» **Supplied passage**:

Textile impregnated with DS microparticles
The results of the in vitro release of textile impregnated with microparticles with different drug:polymer ratios in pH 7.4 phosphate buffer solutions at 37℃ are presented in Figure 10. It can be seen that at the beginning of the drug-release study, for all formulations, a larger amount of DS was freed from the surface of the textile (about 60–90%). This fast release may be attributed to the small size of the microparticles (8.44–9.68 µm) and the vast surface area and amorphous characteristics of drug. Amorphous drugs have different physiochemical properties and are more soluble than the crystalline drugs28. Therefore, fast dissolution of the encapsulated drug could take place immediately when the drug particle was exposed to the aqueous environment. A burst effect was exhibited in all drug-release profiles at the first hour6. Since DS is soluble in pH 7.4 phosphate buffer solution, the burst effect is probably caused by the fast dissolution of the drugs located close to the surface of the microparticles. The dissolution of the surface drug will result in channels, allowing the aqueous medium to penetrate into the matrix, leading to drug dissolution and subsequent drug release via the medium-filled channels. A possible explanation for this phenomenon is that a significant loading of drug is located in the vicinity of the microparticle surface, and this is released as the cavity size increases.
In vitro diclofenac sodium release profiles of textiles impregnated with microparticles.
Statistical analysis of release studies
p < 0.001 (1:1 versus 1:2), ###p < 0.001 (1:1 versus 1:4), †††p < 0.001 (1:2 versus 1:4), ††††p < 0.0001 (1:2 versus 1:4)

» **Data excerpt**:
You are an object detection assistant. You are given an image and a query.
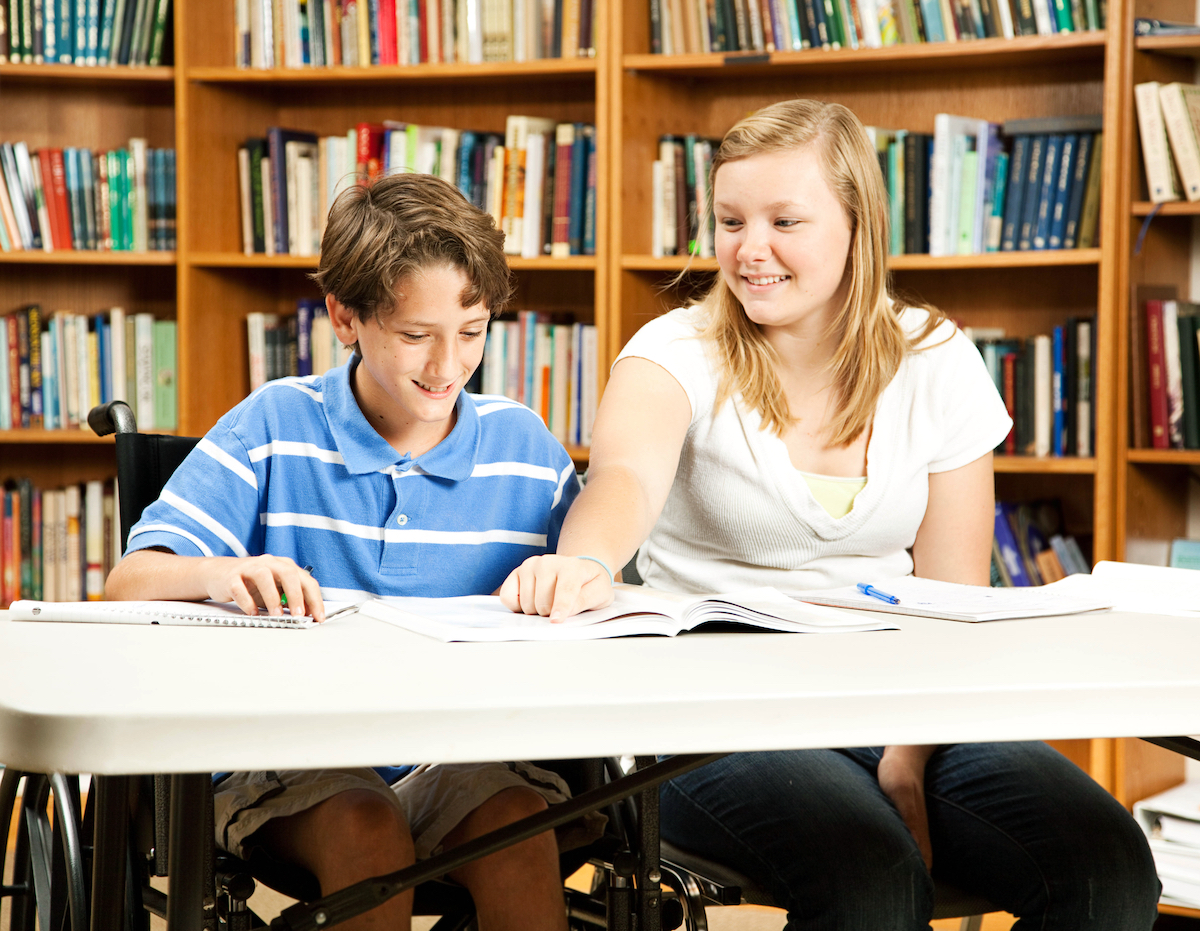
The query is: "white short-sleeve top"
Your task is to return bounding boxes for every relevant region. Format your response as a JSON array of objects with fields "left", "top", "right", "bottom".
[{"left": 614, "top": 307, "right": 1012, "bottom": 593}]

» **Work request 1**:
Reproduce the drug-release passage word for word, starting at "Statistical analysis of" and ending at "0.0001 (1:2 versus 1:4)".
» **Work request 2**:
According to the drug-release passage, what size range did the microparticles have?
» **Work request 3**:
Write a continuation of the drug-release passage that picks up after its final line.

» **Response area 1**:
Statistical analysis of release studies
p < 0.001 (1:1 versus 1:2), ###p < 0.001 (1:1 versus 1:4), †††p < 0.001 (1:2 versus 1:4), ††††p < 0.0001 (1:2 versus 1:4)

» **Response area 2**:
8.44–9.68 µm

» **Response area 3**:
Correlation coefficient value (r2) of microparticles and textile impregnated with microparticles
Conclusions
In this study, DS microparticles were successfully prepared using a spray-drying method that included aqueous dispersion of ethyl cellulose. Morphology, size and size distribution, FT-IR spectroscopy, DSC, X-ray studies on microparticles and laundering behavior of microparticles from textiles were assessed. Microparticles were seen to be spherical and smooth in structure, with a mean diameter in the range of 8.44–9.68 µm. The amorphous nature of entrapped DS in microparticles was confirmed by the DSC and XRD studies.
The microparticles were applied in the finishing process of textile fabrication using a foulard, in which the textile to be treated is impregnated using a finishing bath containing (i) microparticles and (ii) a self-cross-linking agent. The surface morphology of microparticles has been studied by means of SEM. It can be observed that microparticles containing DS remain on the orthopedic support material after 10 and 20 washing cycles. The difference between the air permeability values of the textile materials impregnated with microparticles prepared in different drug:polymer ratios was observed to be not significant. According to the in vitro release studies, the increase of drug loading caused a more rapid drug release, and polymer concentration/drug-release behavior were directly proportional.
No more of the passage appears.